This past Tuesday, June 19, with just a few months until the November election, the Southern Baptist Convention (SBC) elected Rev. Fred Luter as president. This may pave the way to their goal of promoting an anti-gay message. Rev. Luter, a native of New Orleans, ran unopposed and was unanimously elected. He is the first African-American president of the Southern Baptist Convention. Luter's ascendency to the highest office of the nation's largest Protestant denomination (and the world's largest Baptist denomination) raises some questions: Is his post just honorific tokenism? Will he have any real power over a predominately white denomination?

Minorities make up a new worshipping contingent in a shrinking membership body, and it is this group that the SBC is wooing. And ministers of color are now the at the forefront of evangelizing for the denomination. "We cannot expect to reach this do-rag, tattooed, iPod generation with an eight-track ministry. We have to somehow change how we do things," Luter told reporters, expressing shock and utter surprise that his proposed descriptor could be viewed as offensive.

At present, approximately 20 percent of SBC members are people of color. About 7 percent are African-American, 6 percent are Latino, 3 percent are Asian, and 4 percent belong to other minority groups. African-American Southern Baptist congregations have grown 85 percent, from 1,907 in 1998 to 3,534 in 2010.

The paltry number of people of color in the SBC is rooted in its once-unabashedly-racist history. Notoriously known to have filled the ranks of the Ku Klux Klan, Southern Baptists historically have been vociferous defenders of anti-miscegenation laws, Jim-Crow edicts, and lynch-mob justice. The Southern Baptist Convention was founded in 1845 in defense of slavery but offered a formal apology in 1995. "We lament and repudiate historic acts of evil such as slavery from which we continue to reap a bitter harvest," the Southern Baptist resolution on racial reconciliation stated, acknowledging that some congregations still excluded African Americans but promising to "commit ourselves to eradicate racism in all its forms from Southern Baptist life and ministry."

★ ★ ★

Prompt A:
According to the article on Fred Luter's election, in what year was the Southern Baptist Convention founded?
Prompt B:
The article on Fred Luter's election gives a breakdown of Southern Baptist Convention members of color. List each group it names with its percentage.
Prompt C:
Carry the article on Fred Luter's election forward from its final paragraph.

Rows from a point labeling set
★ ★ ★

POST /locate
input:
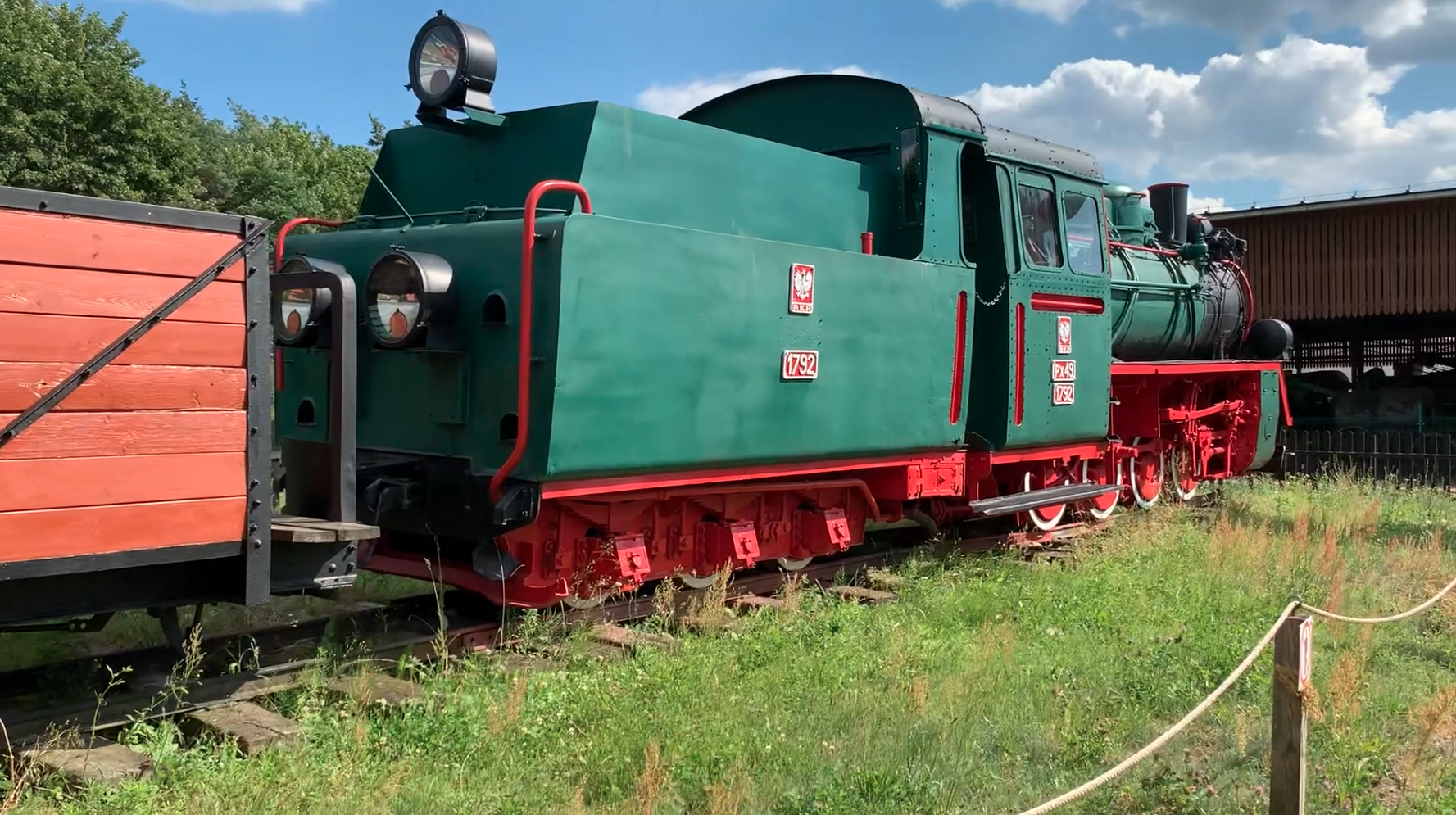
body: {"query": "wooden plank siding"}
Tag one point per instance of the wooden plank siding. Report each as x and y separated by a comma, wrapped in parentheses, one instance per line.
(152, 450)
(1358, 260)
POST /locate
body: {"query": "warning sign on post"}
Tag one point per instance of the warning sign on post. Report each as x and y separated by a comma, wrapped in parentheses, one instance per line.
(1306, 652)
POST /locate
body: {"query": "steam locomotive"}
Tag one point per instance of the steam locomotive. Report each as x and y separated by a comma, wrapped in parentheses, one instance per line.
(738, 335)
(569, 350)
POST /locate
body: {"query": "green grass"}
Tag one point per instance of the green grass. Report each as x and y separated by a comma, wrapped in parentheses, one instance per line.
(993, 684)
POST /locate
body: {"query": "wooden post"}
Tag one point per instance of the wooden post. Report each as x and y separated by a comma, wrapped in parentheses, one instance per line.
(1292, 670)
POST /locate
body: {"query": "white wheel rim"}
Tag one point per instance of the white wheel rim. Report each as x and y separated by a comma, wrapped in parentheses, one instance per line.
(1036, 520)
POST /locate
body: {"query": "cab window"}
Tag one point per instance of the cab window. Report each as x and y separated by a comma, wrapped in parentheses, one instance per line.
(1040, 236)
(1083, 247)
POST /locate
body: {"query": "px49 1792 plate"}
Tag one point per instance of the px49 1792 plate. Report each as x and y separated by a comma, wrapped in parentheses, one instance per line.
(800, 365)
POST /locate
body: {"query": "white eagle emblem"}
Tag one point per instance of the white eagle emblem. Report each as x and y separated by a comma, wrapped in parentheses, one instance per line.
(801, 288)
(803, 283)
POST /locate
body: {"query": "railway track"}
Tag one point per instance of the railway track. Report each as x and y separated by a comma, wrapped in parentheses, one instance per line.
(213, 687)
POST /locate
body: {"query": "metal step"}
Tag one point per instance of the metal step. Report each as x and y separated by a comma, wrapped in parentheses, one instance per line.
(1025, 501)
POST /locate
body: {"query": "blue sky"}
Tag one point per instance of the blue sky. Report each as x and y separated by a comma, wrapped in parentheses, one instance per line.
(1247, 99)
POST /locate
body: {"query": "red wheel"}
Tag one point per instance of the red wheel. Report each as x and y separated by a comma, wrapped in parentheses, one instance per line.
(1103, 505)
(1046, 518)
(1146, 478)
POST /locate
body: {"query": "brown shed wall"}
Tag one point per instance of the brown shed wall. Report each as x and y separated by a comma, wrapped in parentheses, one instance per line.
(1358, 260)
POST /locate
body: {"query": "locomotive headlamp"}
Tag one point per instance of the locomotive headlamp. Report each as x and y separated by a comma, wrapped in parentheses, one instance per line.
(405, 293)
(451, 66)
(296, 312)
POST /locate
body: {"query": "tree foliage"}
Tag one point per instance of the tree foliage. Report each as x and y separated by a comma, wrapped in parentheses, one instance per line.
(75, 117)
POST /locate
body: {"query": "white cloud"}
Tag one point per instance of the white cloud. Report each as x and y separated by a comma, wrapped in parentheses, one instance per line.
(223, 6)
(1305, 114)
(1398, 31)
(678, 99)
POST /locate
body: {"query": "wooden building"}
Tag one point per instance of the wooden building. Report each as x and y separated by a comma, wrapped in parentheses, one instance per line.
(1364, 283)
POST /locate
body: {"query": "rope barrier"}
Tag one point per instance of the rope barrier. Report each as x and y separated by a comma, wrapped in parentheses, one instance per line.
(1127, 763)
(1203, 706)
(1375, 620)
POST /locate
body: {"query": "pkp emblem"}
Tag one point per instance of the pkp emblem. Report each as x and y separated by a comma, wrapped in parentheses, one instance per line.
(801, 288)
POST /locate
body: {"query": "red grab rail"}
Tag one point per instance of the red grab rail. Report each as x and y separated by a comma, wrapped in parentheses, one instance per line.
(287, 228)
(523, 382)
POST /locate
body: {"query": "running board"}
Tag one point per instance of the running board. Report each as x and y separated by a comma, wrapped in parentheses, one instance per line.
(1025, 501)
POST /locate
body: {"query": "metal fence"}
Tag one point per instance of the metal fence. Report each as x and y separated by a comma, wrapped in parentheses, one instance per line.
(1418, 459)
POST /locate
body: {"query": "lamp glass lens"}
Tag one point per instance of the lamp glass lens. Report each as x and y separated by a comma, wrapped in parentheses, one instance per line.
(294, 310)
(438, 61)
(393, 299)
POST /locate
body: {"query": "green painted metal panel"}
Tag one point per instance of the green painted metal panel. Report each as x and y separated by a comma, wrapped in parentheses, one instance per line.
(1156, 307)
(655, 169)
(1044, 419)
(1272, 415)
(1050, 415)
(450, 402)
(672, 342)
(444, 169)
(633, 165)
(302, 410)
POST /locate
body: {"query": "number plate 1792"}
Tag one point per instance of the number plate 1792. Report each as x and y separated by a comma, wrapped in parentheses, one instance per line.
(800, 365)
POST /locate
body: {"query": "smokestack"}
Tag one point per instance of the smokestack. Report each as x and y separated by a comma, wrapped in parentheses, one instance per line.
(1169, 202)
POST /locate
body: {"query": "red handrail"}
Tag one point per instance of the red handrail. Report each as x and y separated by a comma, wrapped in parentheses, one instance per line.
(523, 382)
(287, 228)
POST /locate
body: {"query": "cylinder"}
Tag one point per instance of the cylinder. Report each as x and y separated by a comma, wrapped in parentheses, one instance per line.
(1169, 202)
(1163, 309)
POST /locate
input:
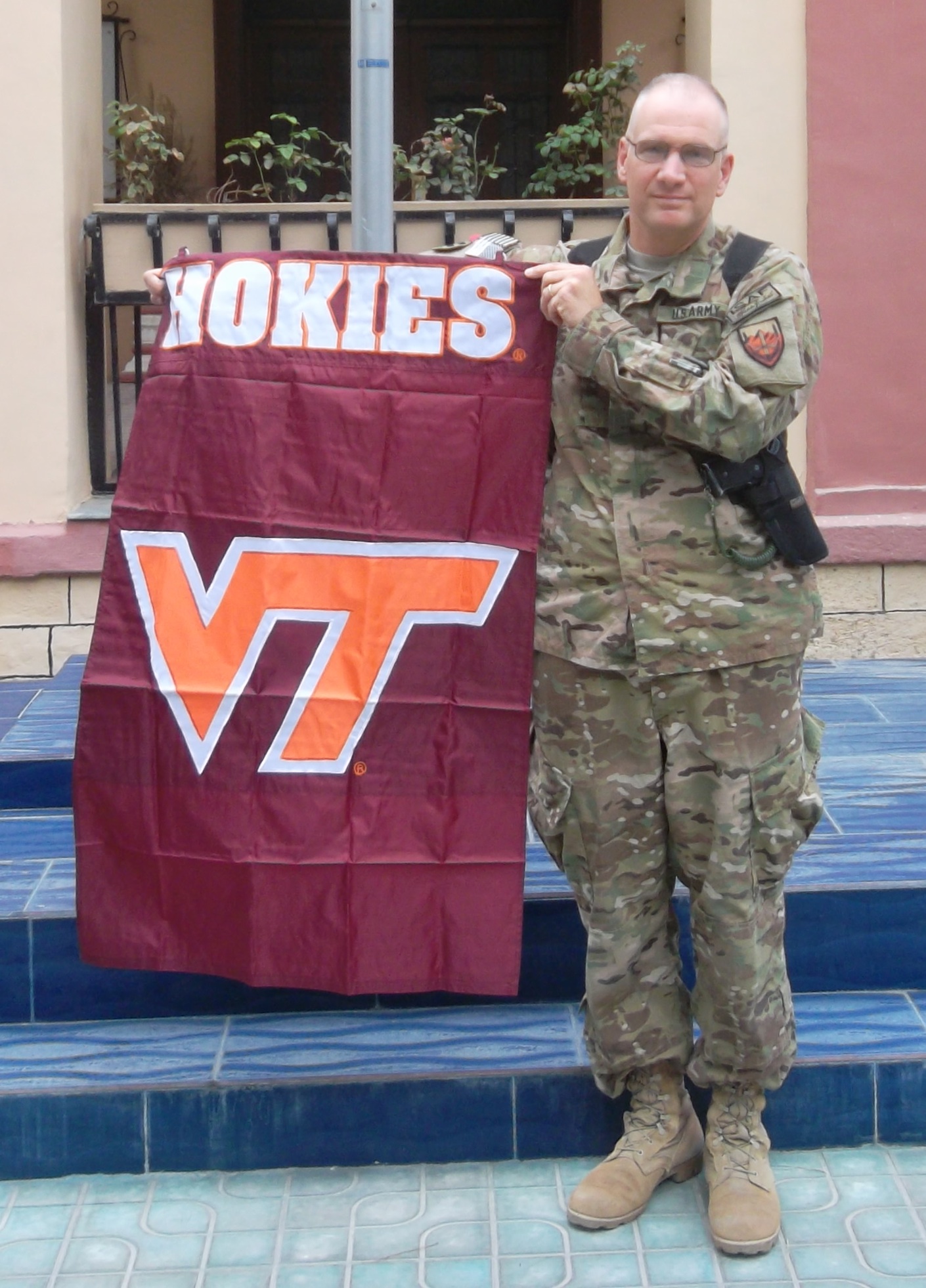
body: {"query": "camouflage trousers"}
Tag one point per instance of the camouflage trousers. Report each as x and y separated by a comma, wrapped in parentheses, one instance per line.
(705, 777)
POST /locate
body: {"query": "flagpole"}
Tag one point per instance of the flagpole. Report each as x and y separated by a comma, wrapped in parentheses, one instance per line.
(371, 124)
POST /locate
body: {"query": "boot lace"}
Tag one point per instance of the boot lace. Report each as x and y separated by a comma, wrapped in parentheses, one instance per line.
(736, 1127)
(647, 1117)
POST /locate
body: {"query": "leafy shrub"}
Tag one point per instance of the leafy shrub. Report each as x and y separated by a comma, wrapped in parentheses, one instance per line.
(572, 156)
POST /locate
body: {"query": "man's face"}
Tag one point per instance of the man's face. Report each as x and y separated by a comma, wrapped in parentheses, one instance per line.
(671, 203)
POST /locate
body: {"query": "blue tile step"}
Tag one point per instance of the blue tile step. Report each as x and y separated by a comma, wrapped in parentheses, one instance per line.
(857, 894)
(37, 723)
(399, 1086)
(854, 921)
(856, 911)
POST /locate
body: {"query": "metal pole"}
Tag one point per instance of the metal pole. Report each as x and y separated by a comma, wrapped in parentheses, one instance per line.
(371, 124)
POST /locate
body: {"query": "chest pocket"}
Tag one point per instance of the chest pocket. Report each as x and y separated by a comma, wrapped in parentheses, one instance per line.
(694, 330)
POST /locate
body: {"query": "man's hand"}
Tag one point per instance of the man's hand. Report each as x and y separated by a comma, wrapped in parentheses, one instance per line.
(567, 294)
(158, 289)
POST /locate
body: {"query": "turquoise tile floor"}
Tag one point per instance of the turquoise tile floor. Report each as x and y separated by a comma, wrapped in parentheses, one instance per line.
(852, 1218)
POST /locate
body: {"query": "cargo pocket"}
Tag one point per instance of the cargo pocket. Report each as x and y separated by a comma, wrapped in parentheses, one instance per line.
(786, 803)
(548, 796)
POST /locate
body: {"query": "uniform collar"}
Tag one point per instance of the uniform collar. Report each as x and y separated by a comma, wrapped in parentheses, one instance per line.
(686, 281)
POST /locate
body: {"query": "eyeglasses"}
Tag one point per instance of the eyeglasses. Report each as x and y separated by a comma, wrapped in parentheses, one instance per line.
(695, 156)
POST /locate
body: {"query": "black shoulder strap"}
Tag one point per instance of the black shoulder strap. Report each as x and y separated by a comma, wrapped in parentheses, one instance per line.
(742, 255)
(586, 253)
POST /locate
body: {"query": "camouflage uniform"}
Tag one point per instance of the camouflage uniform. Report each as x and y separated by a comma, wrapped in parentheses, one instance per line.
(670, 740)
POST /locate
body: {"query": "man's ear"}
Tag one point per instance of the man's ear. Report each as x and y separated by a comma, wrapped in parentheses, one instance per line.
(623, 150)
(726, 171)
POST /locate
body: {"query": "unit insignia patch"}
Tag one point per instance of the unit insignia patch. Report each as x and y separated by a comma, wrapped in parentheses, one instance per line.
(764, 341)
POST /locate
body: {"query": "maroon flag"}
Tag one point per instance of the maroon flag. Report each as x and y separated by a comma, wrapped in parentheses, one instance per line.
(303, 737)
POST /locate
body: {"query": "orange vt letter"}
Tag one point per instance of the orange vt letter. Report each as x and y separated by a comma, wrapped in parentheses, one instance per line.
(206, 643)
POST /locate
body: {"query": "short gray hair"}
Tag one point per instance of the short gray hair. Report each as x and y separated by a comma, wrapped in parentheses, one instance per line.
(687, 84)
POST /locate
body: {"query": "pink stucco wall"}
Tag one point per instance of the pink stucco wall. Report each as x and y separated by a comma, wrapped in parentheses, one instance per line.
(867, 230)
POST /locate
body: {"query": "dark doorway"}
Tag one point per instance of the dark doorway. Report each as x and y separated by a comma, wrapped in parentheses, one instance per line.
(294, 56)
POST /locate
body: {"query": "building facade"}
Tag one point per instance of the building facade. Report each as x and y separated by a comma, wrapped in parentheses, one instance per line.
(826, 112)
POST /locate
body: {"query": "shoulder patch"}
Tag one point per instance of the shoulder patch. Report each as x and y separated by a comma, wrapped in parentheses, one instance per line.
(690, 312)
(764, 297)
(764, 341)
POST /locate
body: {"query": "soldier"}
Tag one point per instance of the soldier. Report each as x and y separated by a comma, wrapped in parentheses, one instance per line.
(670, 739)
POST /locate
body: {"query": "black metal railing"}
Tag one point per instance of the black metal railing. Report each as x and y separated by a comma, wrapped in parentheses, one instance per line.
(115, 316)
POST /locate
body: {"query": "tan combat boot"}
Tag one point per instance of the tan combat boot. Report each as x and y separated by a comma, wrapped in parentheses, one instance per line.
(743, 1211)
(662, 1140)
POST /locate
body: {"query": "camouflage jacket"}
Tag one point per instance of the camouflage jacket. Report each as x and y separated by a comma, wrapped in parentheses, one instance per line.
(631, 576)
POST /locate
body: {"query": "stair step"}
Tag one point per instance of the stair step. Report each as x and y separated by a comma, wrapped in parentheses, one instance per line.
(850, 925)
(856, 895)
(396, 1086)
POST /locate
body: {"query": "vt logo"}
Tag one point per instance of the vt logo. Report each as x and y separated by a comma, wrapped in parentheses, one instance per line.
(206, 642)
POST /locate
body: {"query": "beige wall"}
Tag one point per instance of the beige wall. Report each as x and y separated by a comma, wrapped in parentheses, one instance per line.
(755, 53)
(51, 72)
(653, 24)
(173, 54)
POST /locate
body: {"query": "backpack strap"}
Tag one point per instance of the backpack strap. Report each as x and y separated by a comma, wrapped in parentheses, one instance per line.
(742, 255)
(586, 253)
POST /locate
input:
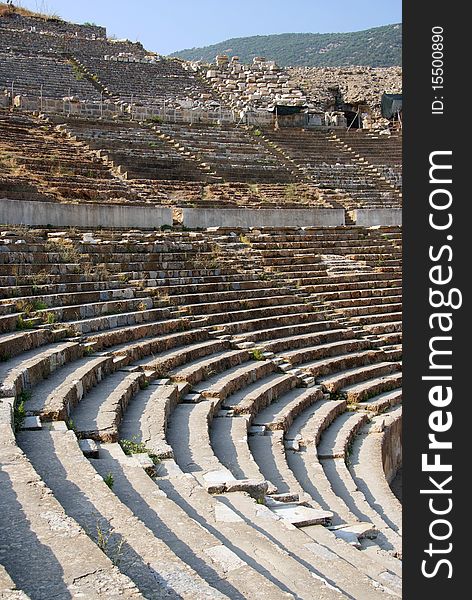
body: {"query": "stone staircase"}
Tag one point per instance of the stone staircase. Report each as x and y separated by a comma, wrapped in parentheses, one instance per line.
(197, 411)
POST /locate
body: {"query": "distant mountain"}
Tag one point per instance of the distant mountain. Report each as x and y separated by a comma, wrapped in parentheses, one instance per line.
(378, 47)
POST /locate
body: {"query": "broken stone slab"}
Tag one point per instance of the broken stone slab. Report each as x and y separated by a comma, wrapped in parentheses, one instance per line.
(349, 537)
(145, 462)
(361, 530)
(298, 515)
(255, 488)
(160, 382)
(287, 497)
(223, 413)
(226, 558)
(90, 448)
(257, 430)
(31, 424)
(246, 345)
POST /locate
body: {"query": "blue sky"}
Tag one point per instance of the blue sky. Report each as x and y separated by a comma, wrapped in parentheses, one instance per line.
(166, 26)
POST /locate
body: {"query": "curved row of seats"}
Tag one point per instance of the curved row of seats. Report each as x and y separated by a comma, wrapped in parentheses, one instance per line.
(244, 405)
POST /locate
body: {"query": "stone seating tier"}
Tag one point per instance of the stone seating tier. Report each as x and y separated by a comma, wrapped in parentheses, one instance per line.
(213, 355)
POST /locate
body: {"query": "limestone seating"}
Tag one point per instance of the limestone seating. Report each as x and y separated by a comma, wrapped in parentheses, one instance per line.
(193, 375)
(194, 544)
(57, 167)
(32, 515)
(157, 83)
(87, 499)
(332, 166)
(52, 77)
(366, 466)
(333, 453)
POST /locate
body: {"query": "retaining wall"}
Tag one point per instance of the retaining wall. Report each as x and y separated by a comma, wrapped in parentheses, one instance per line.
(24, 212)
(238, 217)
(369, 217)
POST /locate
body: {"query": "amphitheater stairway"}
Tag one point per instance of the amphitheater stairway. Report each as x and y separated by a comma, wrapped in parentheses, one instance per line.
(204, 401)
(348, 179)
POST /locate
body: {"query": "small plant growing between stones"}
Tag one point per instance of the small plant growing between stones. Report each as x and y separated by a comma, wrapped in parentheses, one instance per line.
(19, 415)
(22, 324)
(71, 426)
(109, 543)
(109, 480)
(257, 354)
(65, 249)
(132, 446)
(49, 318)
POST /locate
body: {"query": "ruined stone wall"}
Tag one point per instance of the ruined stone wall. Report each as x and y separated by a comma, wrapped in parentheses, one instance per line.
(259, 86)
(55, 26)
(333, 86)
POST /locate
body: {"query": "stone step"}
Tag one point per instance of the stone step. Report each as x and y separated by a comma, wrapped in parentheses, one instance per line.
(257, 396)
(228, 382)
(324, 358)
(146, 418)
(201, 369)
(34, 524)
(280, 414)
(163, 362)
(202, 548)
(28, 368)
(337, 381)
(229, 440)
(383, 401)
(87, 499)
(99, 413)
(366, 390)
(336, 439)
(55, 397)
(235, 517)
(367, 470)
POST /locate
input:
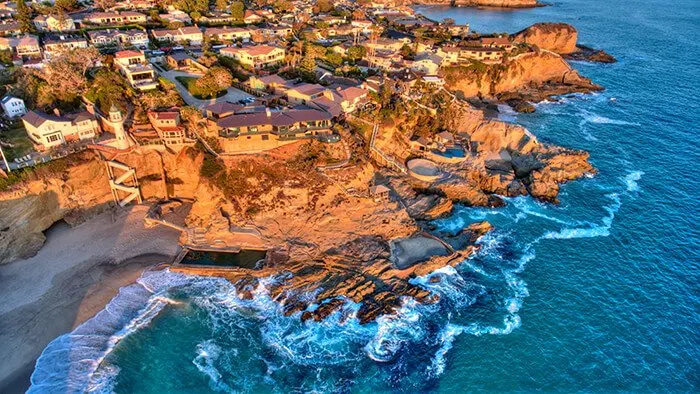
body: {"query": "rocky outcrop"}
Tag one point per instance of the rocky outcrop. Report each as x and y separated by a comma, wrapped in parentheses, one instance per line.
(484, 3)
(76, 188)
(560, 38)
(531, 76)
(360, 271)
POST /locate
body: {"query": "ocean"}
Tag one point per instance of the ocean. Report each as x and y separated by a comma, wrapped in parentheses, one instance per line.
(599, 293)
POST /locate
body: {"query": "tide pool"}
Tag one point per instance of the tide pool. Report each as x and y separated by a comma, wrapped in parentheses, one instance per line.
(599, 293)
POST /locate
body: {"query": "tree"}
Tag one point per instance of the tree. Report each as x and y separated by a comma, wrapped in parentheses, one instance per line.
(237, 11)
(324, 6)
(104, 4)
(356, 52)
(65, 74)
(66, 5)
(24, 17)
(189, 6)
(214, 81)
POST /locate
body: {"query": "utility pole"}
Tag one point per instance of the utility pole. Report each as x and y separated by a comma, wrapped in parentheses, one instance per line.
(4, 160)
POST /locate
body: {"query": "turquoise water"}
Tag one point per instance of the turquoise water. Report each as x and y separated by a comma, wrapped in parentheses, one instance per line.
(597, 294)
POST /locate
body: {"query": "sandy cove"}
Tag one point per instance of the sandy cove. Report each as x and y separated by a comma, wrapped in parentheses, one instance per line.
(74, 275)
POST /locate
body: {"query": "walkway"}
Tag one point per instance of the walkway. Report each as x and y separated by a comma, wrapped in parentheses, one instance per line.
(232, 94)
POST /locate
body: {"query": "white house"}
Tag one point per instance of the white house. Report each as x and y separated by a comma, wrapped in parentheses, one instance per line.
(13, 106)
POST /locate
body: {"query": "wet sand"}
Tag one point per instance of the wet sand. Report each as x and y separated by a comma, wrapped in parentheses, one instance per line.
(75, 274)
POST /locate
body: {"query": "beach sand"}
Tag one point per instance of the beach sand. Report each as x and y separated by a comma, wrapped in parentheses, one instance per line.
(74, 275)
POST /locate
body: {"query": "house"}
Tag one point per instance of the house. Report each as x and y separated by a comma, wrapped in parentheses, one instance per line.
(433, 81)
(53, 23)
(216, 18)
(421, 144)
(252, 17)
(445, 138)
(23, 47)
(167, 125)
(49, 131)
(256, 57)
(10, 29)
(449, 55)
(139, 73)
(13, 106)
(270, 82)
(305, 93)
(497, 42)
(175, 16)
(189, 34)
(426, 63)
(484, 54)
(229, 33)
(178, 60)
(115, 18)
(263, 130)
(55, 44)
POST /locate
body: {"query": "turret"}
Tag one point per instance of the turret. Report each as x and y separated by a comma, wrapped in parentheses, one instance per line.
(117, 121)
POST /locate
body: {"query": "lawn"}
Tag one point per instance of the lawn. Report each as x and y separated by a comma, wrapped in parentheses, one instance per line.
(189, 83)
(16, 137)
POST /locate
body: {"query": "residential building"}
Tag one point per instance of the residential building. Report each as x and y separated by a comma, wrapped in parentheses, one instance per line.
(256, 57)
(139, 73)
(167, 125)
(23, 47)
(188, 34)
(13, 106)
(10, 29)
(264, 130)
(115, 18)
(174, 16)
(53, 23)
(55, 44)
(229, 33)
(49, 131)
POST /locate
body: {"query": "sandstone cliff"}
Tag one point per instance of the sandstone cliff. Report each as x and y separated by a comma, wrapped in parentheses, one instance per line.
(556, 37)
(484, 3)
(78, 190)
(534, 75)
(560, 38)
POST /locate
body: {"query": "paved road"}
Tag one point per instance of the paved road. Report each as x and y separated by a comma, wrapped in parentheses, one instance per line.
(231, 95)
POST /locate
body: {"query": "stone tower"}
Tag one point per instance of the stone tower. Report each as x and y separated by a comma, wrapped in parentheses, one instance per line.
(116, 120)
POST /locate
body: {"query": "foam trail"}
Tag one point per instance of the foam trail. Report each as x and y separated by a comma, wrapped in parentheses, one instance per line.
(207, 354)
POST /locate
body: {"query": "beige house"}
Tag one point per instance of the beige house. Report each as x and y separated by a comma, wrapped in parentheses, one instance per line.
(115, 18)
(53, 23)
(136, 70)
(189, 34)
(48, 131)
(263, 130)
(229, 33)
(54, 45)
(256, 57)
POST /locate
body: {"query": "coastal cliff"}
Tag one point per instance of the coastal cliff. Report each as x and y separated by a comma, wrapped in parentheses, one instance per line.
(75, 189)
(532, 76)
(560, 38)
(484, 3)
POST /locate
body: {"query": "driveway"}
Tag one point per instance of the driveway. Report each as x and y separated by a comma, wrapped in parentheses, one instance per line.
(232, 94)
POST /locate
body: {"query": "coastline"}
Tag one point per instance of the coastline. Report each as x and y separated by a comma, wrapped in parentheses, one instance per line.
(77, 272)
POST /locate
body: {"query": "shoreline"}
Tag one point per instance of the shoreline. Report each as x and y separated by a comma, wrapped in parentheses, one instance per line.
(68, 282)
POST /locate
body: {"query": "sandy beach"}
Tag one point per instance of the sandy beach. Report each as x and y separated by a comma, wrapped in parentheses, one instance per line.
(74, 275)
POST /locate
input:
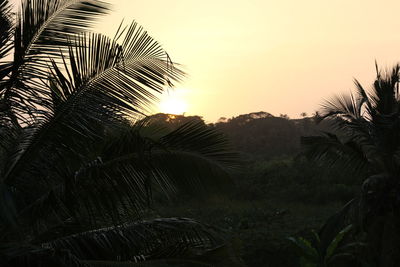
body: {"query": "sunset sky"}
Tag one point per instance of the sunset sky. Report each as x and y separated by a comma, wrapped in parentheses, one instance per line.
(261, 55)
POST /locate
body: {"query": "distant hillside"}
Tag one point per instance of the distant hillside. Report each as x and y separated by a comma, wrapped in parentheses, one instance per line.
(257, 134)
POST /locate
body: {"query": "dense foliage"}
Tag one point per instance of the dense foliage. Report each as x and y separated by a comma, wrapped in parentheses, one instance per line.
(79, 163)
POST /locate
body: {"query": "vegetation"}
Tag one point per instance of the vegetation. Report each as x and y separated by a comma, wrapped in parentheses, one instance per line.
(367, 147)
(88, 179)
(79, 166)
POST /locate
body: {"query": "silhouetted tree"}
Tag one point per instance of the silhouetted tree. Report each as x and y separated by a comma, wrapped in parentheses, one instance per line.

★ ★ ★

Written reply A:
1845

Written reply B:
- African-American: 7 percent
- Latino: 6 percent
- Asian: 3 percent
- Other minority groups: 4 percent

Written reply C:
Sadly, Luter was unaware of the SBC's dark history. He may also be unaware of how the Southern Baptist Convention, as a huge denomination within the anti-gay Christian right, may have actively recruited him during this election period to reach African-American voters and exploit black homophobia to unseat Obama.

Since 1995, when the SBC held its conference on racial reconciliation in Dallas and generously donated $750,000 to rebuild Southern black churches that had been burned recently, the once-nonexistent relationship between the SBC and black churches has been wedded in an unholy matrimony. The first sign of that that I saw here in Boston was back in 1998, when an editor called me to solicit my opinion on an African-American minister named Rev. Jackson, who had joined with Ralph Reed's Christian right movement to funnel $5 to $10 million to black churches to help them rejuvenate urban African-American communities nationwide; it was called the Samaritan Project.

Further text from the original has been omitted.